== Tasks to perform ==
1: Do these statements agree with the passage on multiplicity in outbreak monitoring below? (a) Burkom et al. use "consensus" for monitoring several data sources to test one hypothesis. (b) During an epidemic, the tests in different regions are independent. (c) Relying on proxy data should lower the false alarm rate. Answer each with yes or no and quote the deciding words.
2: How would you sum up the passage on multiplicity in outbreak monitoring below in two sentences?
3: Carry on the passage on multiplicity in outbreak monitoring below, starting after its final sentence.

== Text shown ==
* * * * * * * * *

The multiplicity actually plays a slightly different role in each case, because we have different numbers and sets of hypotheses.

Howard Burkom et al. (2005) coin the terms “parallel monitoring” vs. “consensus monitoring” to distinguish between the case of multiple hypotheses being tested simultaneously by multiple independent data (“parallel”) and the case of monitoring multiple data sources for testing a single hypothesis (“consensus”). According to this distinction we have parallel testing at the regional level, but consensus monitoring at the source-, series-, and algorithm-level.

Are the two types of multiplicity conceptually different? Should the multiple results (e.g., p-values) be combined in the same way?

Regional level
-- Each region has a separate null hypothesis. For region i we have
H0: no outbreak in region i
H1: outbreak in region i
Therefore we have multiple sets of hypotheses.
If we consider singular bioterrorist attacks, then these sets (and the tests) are independent.
If we expect a coordinated terrorist attack at multiple locations simultaneously, then there is positive dependence. For an epidemic, there is positive dependence
Source level -- even if we limit ourselves to a certain geographic location and, say, a single zipcode, then we have multiple data sources. In this case we have a single conceptual null hypothesis for all sources:
H0: no outbreak in this region
H1: outbreak in this region

However, we should really treat the outbreak occurrence as a hidden event. We are using the syndromic data as a proxy for measuring the hidden Bernoulli variable, and in fact testing source-specific hypotheses:
H0: no (outbreak-related) increase in OTC sales
H1: (outbreak-related) increase in OTC sales
When we test this we ignore the (outbreak-related) part. We only search for increases in OTC sales or ER admissions, etc. and try to eliminate as many external factors as possible (promotions, day of week, etc.) To see the added level of uncertainty in using proxy information, consider the following diagram:

When there is no outbreak we might still be getting false alarms that we would not have received had we been measuring a direct manifestation of the outbreak (such as laboratory results). For example, a new pharmacy opening up in a monitored chain would show an increase in medication sales, which might cause an alert. So we should expect a much higher false alarm rate.

On the other hand, in the presence of an outbreak we are likely to miss it if it does not get manifested in the data.

* * * * * * * * *

== Entries provided ==

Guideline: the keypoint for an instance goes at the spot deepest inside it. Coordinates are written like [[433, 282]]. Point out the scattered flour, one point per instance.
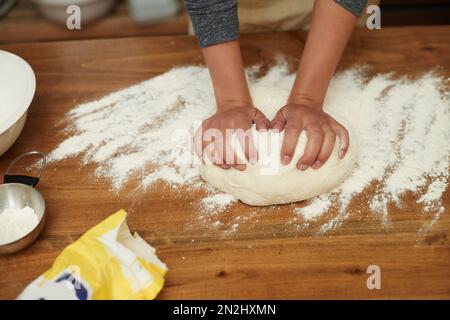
[[217, 202], [16, 223], [403, 127]]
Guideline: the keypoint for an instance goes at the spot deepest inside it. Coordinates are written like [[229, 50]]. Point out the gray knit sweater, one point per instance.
[[216, 21]]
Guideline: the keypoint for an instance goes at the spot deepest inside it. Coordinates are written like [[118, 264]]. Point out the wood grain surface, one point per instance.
[[265, 258]]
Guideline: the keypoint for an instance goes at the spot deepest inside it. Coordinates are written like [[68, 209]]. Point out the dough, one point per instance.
[[269, 182]]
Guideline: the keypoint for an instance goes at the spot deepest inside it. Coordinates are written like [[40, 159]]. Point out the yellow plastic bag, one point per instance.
[[107, 262]]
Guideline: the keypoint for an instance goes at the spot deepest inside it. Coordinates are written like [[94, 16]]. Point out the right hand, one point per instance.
[[217, 130]]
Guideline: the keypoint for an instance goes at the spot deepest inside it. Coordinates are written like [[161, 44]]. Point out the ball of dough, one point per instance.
[[269, 182]]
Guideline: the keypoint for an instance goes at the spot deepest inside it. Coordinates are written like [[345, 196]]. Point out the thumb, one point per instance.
[[278, 122], [261, 122]]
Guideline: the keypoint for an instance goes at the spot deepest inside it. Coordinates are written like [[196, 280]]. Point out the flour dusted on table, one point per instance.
[[402, 127], [16, 223]]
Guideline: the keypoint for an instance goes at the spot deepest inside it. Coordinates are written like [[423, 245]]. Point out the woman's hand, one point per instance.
[[217, 130], [321, 131]]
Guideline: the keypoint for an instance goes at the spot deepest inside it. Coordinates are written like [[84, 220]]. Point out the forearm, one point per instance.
[[227, 73], [330, 29]]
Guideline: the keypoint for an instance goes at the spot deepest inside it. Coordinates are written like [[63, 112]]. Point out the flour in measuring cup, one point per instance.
[[16, 223]]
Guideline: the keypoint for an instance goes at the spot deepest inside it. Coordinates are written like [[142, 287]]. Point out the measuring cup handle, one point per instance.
[[24, 179]]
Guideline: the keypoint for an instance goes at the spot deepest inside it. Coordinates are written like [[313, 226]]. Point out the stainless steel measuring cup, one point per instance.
[[17, 192]]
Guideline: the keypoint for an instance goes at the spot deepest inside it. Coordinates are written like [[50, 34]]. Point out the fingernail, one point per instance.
[[286, 159], [317, 164]]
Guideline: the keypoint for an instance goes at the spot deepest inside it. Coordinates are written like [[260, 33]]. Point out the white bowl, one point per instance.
[[90, 9], [17, 87]]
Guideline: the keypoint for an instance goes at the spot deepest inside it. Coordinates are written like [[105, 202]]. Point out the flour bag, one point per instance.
[[106, 263]]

* * * * * * * * *

== Your written answers ==
1:
(a) Yes: "the case of monitoring multiple data sources for testing a single hypothesis (“consensus”)"
(b) No: "For an epidemic, there is positive dependence"
(c) No: "So we should expect a much higher false alarm rate."

2: Using Burkom et al.'s distinction, the passage treats the regional level as parallel testing, with a separate null hypothesis for each region, and the source level as consensus monitoring, with a single conceptual hypothesis of no outbreak in the region. Because syndromic data such as OTC sales act only as a proxy for the hidden outbreak, it expects a much higher false alarm rate and warns that an outbreak that does not show up in the data is likely to be missed.

3:
So the underlying assumptions when monitoring syndromic data are
(1) The probability of outbreak-related anomalies manifesting themselves in the data is high (removing red nodes from tree)
(2) The probability of an alarm due to non-outbreak reasons is minimal (removing blue nodes from tree)

Based on these two assumptions, most algorithms are designed to test:
H0: No change in parameter of syndromic data
H1: change in parameter of syndromic data
With respect to assumption (2), it has been noted that there are many cases where non-outbreak reasons lead to alarms. Thus, controlling tightly for those is importance. Alternatively, the false alarm rate (and correct detection rate) should be adjusted to account for these additional factors. These same issues are true for the series- and algorithm-level monitoring.

Series level – multiple series within a data source are usually collected for monitoring different syndromes. For instance: cough medication/cc, fever medication/cc, etc. This is also how CDC is thinking about the multiple series, by grouping ICD-9 codes into (11) categories by symptoms. If we treat each symptom separately then we have 11 tests going on.
H0: no increase in syndrome j
H1: increase in syndrome j

Ideally, we’d look at the specific combination of symptoms (i.e. a syndrome) that increase to better understand which disease is being spread. Also, we believe that an outbreak will lead to an increase in multiple symptoms. So these hypotheses are really related. Again, the conditional part comes in (whether there is an outbreak + the additional level of uncertainty on if/how the syndromic data will show this)

Algorithm level – multiple algorithms running on a same series might be used because each algorithm is looking for a different type of signal. This would give a single H0 but multiple H1
H0: Series mean is same
H1: change in series mean of type k
Or, if we have algorithms that monitor different parameters (cusum for mean and F-statistic for variance), then we also have a multiplicity of H0. Finally, algorithms such as wavelet-based MS SPC break down the series into multiple resolutions. Then, if we test at each resolution we have a multiplicity. Whether the resolutions are correlated or not depends on the algorithm (e.g., using downsampling or not).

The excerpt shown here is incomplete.